Could each record be restated word for word?

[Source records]
##############################

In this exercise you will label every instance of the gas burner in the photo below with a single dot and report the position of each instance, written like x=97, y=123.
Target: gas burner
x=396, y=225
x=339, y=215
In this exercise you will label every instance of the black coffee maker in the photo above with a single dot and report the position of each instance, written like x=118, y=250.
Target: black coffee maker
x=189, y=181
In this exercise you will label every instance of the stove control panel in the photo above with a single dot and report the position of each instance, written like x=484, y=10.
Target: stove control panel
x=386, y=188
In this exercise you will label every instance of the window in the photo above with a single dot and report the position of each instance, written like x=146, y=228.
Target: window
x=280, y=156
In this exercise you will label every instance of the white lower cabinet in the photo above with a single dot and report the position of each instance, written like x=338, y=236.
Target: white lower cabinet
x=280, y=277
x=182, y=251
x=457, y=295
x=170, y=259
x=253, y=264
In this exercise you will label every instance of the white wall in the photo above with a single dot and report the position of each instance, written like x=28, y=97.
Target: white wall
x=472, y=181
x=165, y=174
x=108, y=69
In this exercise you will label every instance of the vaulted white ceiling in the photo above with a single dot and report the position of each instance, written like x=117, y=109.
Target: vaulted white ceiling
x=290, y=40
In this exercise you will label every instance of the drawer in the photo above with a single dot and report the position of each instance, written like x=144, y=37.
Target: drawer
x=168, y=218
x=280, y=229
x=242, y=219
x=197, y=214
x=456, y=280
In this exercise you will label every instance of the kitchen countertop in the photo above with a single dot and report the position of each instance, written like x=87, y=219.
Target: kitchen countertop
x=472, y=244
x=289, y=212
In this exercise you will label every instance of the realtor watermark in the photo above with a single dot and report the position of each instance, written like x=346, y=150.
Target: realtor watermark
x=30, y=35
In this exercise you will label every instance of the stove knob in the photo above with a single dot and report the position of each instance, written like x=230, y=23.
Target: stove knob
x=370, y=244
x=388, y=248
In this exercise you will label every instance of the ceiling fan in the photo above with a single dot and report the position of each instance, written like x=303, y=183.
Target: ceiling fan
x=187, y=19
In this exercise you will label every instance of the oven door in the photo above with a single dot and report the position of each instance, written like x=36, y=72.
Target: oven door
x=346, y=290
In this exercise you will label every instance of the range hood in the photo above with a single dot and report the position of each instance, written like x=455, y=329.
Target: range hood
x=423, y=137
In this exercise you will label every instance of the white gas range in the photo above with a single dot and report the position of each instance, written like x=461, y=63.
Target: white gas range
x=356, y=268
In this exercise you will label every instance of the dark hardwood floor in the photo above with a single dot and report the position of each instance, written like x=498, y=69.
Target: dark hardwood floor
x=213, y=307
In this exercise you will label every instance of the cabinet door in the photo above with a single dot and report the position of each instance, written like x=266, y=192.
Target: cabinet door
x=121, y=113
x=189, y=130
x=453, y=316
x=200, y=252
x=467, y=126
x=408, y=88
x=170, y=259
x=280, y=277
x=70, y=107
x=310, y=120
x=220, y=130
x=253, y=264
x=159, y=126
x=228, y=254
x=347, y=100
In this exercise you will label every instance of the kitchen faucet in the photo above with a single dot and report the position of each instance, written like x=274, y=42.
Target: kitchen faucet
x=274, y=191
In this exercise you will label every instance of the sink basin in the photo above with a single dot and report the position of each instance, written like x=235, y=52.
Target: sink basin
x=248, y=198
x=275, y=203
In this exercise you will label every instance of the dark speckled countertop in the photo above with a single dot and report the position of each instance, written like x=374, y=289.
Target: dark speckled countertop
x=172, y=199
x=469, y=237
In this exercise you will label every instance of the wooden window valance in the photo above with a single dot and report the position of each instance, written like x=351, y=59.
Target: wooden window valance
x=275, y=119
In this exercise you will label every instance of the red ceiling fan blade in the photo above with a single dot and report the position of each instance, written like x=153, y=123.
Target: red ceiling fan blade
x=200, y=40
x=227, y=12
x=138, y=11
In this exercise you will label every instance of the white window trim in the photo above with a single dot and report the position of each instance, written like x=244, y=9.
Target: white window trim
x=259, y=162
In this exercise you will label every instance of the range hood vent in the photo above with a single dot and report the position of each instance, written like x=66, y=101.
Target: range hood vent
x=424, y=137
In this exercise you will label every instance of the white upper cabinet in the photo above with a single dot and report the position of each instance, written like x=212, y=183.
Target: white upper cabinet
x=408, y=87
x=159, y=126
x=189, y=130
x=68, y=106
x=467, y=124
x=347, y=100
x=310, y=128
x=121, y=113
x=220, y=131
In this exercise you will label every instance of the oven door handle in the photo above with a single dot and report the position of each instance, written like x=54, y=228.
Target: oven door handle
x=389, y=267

##############################

YOUR RESPONSE:
In this exercise you will label every instance of the gas burner in the photo below with a single dot and report the position of each instance, written like x=97, y=123.
Target: gas burner
x=396, y=225
x=339, y=215
In this exercise you will label every instance of the black coffee maker in the photo above with a single dot and report the position of each instance, written like x=118, y=250.
Target: black coffee maker
x=189, y=181
In this exercise you will label every instance of the stove control panel in the photo above with a single dot and report the position of each instance, written like x=484, y=10.
Target: stove control panel
x=386, y=188
In this exercise you will label every instance of the window in the photo above with a single dot and report the position of each instance, written like x=146, y=228.
Target: window
x=280, y=156
In this exercise you will label every instance of the white lower cabinet in the photo above with a single dot and report the position of each instance, written like x=338, y=236.
Target: white lower cabinet
x=280, y=277
x=182, y=251
x=457, y=295
x=170, y=259
x=253, y=264
In this exercise you will label every instance of the white wall in the photo above with a single dot and report the position of each instance, written like x=28, y=97.
Target: white wall
x=472, y=181
x=165, y=174
x=108, y=69
In this exercise you will label every instance of the vaulted white ceiling in the photo above with a single dot and report the position of each instance, written like x=117, y=109.
Target: vaulted white ceiling
x=290, y=40
In this exercise you will label every instance of the drawer in the photo above with a single dot and report the position of each instance, written like x=144, y=37.
Target: drawer
x=168, y=218
x=280, y=229
x=242, y=219
x=197, y=214
x=456, y=280
In this exercise you will label every instance of the kitchen countertop in the photo above with a single dot and report the position of each instance, written like x=87, y=219.
Target: kitchen countertop
x=472, y=244
x=289, y=212
In this exercise you will label every instance of the realtor watermark in the photo above with a single dot and report the position of each instance, written like x=346, y=150.
Target: realtor watermark
x=30, y=35
In this exercise you will label every instance of the stove knob in the photo above with a single dot and report the position of each instance, written like x=230, y=23.
Target: stove knob
x=370, y=244
x=388, y=248
In this exercise you will label every instance of the ceiling fan in the photo above with a single dot and report the position of each instance, written like x=303, y=183.
Target: ceiling fan
x=187, y=19
In this exercise you will label every instance of the oven door in the photo above with a single dot and report the position of each instance, written like x=36, y=72.
Target: oven door
x=346, y=290
In this exercise you will label every instance of the range hood in the photo above with a single dot and report the position of each instance, written like x=455, y=329.
Target: range hood
x=423, y=137
In this exercise you will label every instance of the white gas range in the photo above with a single dot and report the position of each instance, written like x=461, y=63.
Target: white gas range
x=356, y=268
In this exercise you will label every instance of the dark hardwood floor in the photo above with a single dot and report the position of each instance, written like x=498, y=69.
Target: dark hardwood floor
x=213, y=307
In this exercise you will label every instance of the cabinet door in the photo above with a single dot and report the position of each instance, written like x=266, y=192.
Target: cabinet door
x=121, y=113
x=189, y=130
x=453, y=316
x=200, y=252
x=467, y=126
x=408, y=88
x=170, y=259
x=280, y=277
x=70, y=107
x=310, y=120
x=220, y=130
x=253, y=264
x=159, y=126
x=228, y=254
x=347, y=100
In this exercise you will label every instance of the kitchen faucet in the photo above with a single dot and report the position of each instance, written like x=274, y=42.
Target: kitchen faucet
x=274, y=191
In this exercise you will label every instance of the sink basin in the photo above with a single dot and report the position of each instance, written like x=235, y=52.
Target: sink basin
x=248, y=198
x=275, y=203
In this exercise you will label every instance of the dark speckled countertop in the photo above with a single dot and report the position of each instance, written like x=374, y=289.
Target: dark speckled countertop
x=172, y=199
x=469, y=237
In this exercise you will label every instance of the wooden window valance in the photo above with a single dot and report the position of each instance, written like x=351, y=59.
Target: wooden window valance
x=275, y=119
In this exercise you will label every instance of the red ceiling fan blade in the photo above with a single dot and report the position of each instance, written like x=153, y=123.
Target: red ceiling fan blade
x=200, y=40
x=227, y=12
x=138, y=11
In this exercise you will label every instance of the white window trim in the photo above with a single dot and report the position of each instance, written like x=244, y=9.
Target: white window trim
x=259, y=162
In this exercise you will label every instance of the range hood vent in the photo above with a single dot and report the position of each instance, written like x=66, y=101.
Target: range hood vent
x=424, y=137
In this exercise you will label every instance of the white upper cabinet in the photo above with a single dot and report the position of each instance, written like x=212, y=183.
Target: white upper cabinet
x=408, y=87
x=159, y=126
x=189, y=130
x=68, y=106
x=467, y=124
x=347, y=100
x=310, y=128
x=121, y=113
x=220, y=131
In this exercise you will label every instance of the oven door handle in the photo above with a single dot and report the position of each instance, written like x=54, y=228.
Target: oven door handle
x=389, y=267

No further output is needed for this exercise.